Challenge >> Using the announcement about the Allegiant Networks acquisition below, mark each statement yes or no and quote the words that decide it. 1. Allegiant is headquartered in Overland Park, Kansas. 2. At closing, Crexendo will pay $1.1 million in cash. 3. After the first six months, half of the issued shares may be sold.

## start Excerpt provided

Crexendo Announces Agreement to Acquire Allegiant Networks

Crexendo Inc. has announced it has entered into a definitive agreement under which it will acquire Allegiant Networks LLC. The proposed transaction will expand Crexendo's business and footprint, particularly in Kansas and Missouri.

Allegiant is a strong regional telecom and data services company offering unified communication as a service (UCaaS), telecom services, managed services and network services from its headquarters in Overland Park, Kansas. The proposed transaction is a natural continuation of Crexendo's M&A strategy that is focused on adding strong companies that are currently part of its ecosystem, that use the Crexendo platform and allow Crexendo to expand its reach and offerings.

"We believe Allegiant will be a strong addition to Crexendo's breadth of offerings, accelerating our growth strategy and expanding our national presence particularly in the Midwest," said Steven G. Mihaylo, CEO, Crexendo. "With the combined scale, we will bring to market a larger balance sheet and a greater set of customer benefits. Allegiant's comprehensive suite of services, anchored by its world-class data center, is a strong addition to the Crexendo portfolio. This transaction is expected to be highly accretive. The proposed transaction exemplifies Crexendo's strategy of entry into and consolidation into attractive growth markets, low risks and ease of execution that does not distract from our organic strategy.  We look forward to welcoming Allegiant's employees and customers to the Crexendo family."

"Allegiant and Crexendo have closely aligned cultures with shared business values that are focused on providing value and customer service," said Bryan Dancer, CEO, Allegiant. "Our shared passion of providing the best services and support is the major reason I wanted to join Crexendo. I know our customers, our employees and our technologies are in good hands and our combination will only improve the service that Allegiant's customers receive. This acquisition will join two customer-centric and service-oriented companies with a focus on getting business accomplished efficiently. We are thrilled to join the Crexendo family and together become a major presence in the industry."

Following the acquisition, Dancer will join Crexendo, serving as an executive vice president.

Crexendo will acquire 100% of the membership interests of Allegiant in exchange for cash, stock and a buyer's note. At the closing of the transaction, Crexendo will make a payment of $2 million in cash, issue 2,461,538 shares of common stock of Crexendo, which shall be Rule 144 restricted stock, and deliver a Note payable in favor of Bryan Dancer for the remaining $1.1 million of the purchase price, which shall be subject to offsets for breach of representations or other offsets as detailed in the Acquisition Agreement. Shares issued in the transaction shall be fully restricted for a period of six months from the date of issuance and subject to a lock-up thereafter. Pursuant to the lock-up agreement, after six months, 25% of the shares will be permitted to be sold, with an additional 25% permitted to be sold every six-month period thereafter. The Agreement further includes a "break up" fee, that is required to be paid if either party terminates the agreement prior to closing except for a breach of the Agreement or lack of regulatory approval.

Closing of the transaction is expected in the fourth quarter of 2022, following receipt of approvals from certain regulatory authorities.

## end Excerpt provided
## start Records provided

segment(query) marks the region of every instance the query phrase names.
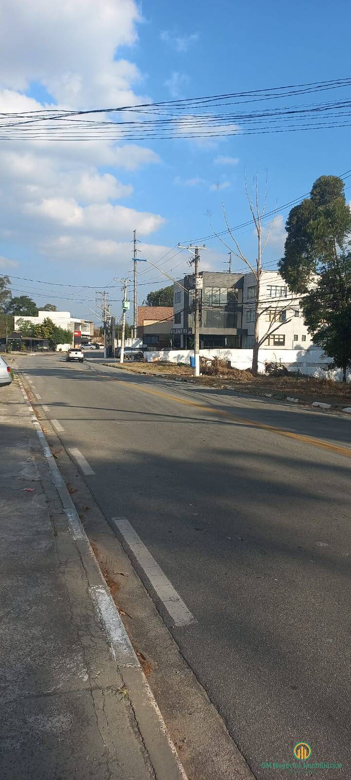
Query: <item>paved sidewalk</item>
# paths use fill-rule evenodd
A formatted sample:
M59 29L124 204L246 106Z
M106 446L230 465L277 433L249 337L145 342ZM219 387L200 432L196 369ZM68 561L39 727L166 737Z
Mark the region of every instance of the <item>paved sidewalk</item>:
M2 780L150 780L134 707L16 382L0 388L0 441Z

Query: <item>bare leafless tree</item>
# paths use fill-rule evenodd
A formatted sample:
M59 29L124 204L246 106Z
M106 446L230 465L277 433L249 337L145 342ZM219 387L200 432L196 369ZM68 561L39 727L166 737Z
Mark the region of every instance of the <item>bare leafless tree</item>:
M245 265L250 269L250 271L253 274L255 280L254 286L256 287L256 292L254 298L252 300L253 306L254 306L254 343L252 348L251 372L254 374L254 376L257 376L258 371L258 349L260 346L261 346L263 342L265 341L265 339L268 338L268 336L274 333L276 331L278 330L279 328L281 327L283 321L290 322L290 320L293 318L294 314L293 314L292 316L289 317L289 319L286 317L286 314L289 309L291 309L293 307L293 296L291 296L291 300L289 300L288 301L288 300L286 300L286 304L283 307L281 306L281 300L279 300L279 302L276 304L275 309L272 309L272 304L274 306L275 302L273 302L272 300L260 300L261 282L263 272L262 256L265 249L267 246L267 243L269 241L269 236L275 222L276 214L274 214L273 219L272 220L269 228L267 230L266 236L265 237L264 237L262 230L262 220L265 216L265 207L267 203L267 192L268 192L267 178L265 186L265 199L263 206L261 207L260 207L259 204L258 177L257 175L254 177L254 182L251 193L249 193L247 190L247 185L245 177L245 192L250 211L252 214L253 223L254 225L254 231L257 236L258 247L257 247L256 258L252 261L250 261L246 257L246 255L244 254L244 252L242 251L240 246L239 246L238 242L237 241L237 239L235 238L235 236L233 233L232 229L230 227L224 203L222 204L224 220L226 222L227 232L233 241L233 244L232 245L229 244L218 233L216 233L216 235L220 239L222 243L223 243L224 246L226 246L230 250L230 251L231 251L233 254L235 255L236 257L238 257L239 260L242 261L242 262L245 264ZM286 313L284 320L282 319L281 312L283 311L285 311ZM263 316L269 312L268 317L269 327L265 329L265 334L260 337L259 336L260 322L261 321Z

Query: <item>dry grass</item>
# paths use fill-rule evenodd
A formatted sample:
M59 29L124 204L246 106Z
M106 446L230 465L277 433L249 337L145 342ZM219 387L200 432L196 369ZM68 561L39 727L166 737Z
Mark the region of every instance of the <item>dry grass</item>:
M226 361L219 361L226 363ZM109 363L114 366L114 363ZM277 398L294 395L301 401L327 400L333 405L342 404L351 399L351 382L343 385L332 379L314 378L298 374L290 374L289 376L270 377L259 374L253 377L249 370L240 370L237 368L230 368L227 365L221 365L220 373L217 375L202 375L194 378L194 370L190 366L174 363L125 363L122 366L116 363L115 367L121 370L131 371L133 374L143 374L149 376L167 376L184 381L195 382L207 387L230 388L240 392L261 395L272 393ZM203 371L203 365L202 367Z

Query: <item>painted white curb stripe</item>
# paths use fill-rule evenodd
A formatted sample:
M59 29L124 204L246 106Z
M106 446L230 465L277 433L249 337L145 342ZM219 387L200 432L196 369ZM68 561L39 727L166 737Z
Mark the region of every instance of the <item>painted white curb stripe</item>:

## end Records provided

Answer to this problem >>
1. Yes: "from its headquarters in Overland Park, Kansas"
2. No: "Crexendo will make a payment of $2 million in cash"
3. No: "after six months, 25% of the shares will be permitted to be sold"